DIRECTIONS FOR THIS TASK :: Set down exactly the lines running from the line with "Can you see the white t-shirt?" to the end of the listing below, both ends included.

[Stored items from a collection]
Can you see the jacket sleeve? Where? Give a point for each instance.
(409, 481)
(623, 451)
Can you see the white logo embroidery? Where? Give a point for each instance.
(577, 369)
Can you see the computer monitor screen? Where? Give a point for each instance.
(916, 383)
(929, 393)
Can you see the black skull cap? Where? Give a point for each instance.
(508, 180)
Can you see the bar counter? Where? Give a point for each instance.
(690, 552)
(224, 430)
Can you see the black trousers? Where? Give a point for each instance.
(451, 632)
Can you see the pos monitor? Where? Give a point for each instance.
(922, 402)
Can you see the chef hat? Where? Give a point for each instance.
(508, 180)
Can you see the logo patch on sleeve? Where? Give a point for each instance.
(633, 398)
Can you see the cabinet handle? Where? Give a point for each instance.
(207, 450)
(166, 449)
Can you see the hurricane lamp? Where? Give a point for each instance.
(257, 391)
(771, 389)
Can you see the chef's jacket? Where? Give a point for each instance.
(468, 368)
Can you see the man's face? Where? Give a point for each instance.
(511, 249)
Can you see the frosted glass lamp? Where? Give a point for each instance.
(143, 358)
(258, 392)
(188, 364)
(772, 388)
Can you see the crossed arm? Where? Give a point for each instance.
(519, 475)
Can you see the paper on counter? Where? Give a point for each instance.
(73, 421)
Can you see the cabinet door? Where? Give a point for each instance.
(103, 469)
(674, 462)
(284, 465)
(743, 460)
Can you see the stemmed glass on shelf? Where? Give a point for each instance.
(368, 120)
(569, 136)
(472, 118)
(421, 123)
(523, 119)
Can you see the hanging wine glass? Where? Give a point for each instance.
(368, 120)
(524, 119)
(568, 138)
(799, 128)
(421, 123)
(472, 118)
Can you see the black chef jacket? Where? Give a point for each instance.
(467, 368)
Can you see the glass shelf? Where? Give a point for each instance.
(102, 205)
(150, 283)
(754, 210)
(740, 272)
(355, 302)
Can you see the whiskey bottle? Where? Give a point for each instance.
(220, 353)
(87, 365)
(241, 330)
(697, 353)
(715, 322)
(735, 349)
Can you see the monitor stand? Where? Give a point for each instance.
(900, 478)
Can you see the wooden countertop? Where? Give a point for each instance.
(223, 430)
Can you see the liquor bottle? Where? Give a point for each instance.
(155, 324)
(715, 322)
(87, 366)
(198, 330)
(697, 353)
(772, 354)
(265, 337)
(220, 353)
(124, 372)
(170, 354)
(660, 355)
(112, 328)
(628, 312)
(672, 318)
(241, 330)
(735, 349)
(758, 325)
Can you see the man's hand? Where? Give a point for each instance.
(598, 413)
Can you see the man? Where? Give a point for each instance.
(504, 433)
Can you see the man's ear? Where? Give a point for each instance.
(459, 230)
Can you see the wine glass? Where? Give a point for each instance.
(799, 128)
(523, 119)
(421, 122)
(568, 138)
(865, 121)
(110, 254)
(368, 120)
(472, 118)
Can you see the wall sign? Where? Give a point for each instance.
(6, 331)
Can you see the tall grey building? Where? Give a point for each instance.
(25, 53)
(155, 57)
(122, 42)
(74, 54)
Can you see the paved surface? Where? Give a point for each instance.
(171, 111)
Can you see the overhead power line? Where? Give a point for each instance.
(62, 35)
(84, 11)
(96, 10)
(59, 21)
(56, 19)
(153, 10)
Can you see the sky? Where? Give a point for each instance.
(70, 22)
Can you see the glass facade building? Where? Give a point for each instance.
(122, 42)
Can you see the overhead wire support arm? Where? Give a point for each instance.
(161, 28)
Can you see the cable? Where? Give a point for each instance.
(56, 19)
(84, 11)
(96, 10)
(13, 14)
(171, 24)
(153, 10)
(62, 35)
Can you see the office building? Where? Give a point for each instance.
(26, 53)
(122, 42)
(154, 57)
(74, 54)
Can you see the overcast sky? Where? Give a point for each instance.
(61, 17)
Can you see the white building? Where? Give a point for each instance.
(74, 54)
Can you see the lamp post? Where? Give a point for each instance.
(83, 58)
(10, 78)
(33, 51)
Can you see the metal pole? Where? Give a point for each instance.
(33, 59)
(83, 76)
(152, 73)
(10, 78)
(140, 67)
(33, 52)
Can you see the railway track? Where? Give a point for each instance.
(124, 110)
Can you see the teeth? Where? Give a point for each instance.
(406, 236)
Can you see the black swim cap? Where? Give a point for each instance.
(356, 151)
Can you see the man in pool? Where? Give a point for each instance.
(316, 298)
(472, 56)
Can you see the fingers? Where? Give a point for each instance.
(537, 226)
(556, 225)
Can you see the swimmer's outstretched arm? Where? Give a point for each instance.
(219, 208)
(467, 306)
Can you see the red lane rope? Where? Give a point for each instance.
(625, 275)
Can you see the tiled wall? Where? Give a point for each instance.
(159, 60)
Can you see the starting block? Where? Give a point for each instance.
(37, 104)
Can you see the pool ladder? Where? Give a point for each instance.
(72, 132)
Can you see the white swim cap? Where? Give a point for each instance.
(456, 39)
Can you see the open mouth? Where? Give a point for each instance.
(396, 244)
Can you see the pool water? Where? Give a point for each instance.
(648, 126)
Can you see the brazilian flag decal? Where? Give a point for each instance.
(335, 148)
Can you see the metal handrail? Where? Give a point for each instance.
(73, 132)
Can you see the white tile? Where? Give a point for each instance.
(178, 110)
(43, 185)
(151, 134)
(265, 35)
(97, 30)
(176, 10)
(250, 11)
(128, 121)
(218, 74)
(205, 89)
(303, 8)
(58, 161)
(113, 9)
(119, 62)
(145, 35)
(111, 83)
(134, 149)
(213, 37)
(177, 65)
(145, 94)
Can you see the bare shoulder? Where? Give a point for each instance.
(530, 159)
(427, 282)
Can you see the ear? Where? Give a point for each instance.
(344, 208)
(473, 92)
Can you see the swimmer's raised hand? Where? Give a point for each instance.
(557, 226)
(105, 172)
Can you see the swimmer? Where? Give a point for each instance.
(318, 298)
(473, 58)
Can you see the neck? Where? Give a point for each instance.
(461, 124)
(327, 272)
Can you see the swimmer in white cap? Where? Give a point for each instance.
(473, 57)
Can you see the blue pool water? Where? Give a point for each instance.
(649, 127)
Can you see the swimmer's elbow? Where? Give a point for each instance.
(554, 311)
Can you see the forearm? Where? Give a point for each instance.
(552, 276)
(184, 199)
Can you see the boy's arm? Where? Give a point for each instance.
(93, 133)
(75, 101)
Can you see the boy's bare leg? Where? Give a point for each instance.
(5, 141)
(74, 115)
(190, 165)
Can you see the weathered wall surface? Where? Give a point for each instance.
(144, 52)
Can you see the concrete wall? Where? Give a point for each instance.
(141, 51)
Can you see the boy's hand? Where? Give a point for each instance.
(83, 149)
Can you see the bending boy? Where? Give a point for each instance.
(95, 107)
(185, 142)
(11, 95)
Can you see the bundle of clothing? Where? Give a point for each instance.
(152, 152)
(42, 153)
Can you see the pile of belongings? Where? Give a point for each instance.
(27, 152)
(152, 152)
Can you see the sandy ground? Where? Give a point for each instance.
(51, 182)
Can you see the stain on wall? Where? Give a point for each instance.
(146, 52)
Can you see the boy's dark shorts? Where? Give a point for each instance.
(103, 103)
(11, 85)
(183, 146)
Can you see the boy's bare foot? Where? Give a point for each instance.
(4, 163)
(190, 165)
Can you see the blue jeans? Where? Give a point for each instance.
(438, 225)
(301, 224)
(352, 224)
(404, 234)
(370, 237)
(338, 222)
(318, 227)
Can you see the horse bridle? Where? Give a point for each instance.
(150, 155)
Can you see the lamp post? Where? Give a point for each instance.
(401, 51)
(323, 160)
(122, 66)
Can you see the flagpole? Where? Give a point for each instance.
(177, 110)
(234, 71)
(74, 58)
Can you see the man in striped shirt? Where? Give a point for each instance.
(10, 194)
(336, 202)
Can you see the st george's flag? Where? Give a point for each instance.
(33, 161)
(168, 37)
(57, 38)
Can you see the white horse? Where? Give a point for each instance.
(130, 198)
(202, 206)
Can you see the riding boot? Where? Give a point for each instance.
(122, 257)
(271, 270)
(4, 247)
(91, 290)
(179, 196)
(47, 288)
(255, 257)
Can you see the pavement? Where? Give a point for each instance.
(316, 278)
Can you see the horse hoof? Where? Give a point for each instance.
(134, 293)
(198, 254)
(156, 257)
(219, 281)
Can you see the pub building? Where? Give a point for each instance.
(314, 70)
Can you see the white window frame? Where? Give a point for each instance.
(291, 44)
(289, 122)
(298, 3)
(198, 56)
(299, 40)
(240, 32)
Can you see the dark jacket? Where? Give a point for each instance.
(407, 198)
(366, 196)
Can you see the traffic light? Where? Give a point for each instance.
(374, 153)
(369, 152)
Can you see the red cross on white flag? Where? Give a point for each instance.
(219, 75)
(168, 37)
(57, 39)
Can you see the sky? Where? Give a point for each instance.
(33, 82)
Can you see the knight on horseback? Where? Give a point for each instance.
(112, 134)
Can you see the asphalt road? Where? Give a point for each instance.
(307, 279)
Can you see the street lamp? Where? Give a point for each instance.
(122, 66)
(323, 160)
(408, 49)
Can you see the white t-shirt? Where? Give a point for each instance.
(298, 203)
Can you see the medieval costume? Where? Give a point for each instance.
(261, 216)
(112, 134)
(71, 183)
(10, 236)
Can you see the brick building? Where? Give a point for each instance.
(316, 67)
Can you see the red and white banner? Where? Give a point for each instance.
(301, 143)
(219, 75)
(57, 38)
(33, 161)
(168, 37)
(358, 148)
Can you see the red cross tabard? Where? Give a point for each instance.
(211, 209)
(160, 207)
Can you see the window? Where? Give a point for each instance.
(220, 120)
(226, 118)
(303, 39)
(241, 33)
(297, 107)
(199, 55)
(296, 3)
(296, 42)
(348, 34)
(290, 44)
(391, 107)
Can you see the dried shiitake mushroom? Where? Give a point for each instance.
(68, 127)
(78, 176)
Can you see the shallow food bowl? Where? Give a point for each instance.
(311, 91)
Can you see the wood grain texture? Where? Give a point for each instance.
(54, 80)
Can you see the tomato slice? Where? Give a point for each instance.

TASK SOLUTION ::
Can you see the white t-shirt? Where? Give a point for each instance.
(298, 203)
Can you see the medieval costume? Where? Give a point for each instance.
(261, 216)
(112, 134)
(71, 183)
(10, 236)
Can you see the brick building? Where? Give a point for each instance.
(316, 67)
Can you see the red and white banner? Where? Give a point for each instance.
(301, 143)
(219, 75)
(57, 38)
(33, 161)
(168, 37)
(358, 148)
Can you see the red cross tabard? Where? Give a point for each instance.
(211, 209)
(160, 207)
Can you see the window? Where? Give a point for each instance.
(220, 120)
(226, 118)
(303, 39)
(241, 33)
(297, 107)
(199, 55)
(296, 3)
(296, 42)
(348, 34)
(290, 44)
(391, 107)
Can you see the dried shiitake mushroom? Where? Give a point for each instance.
(68, 127)
(78, 176)
Can you see the shallow food bowl? Where? Give a point for each instance.
(311, 91)
Can you see the wood grain texture? Where? Give a point for each instance.
(54, 80)
Can you see the tomato slice? Where? Give a point for each instance.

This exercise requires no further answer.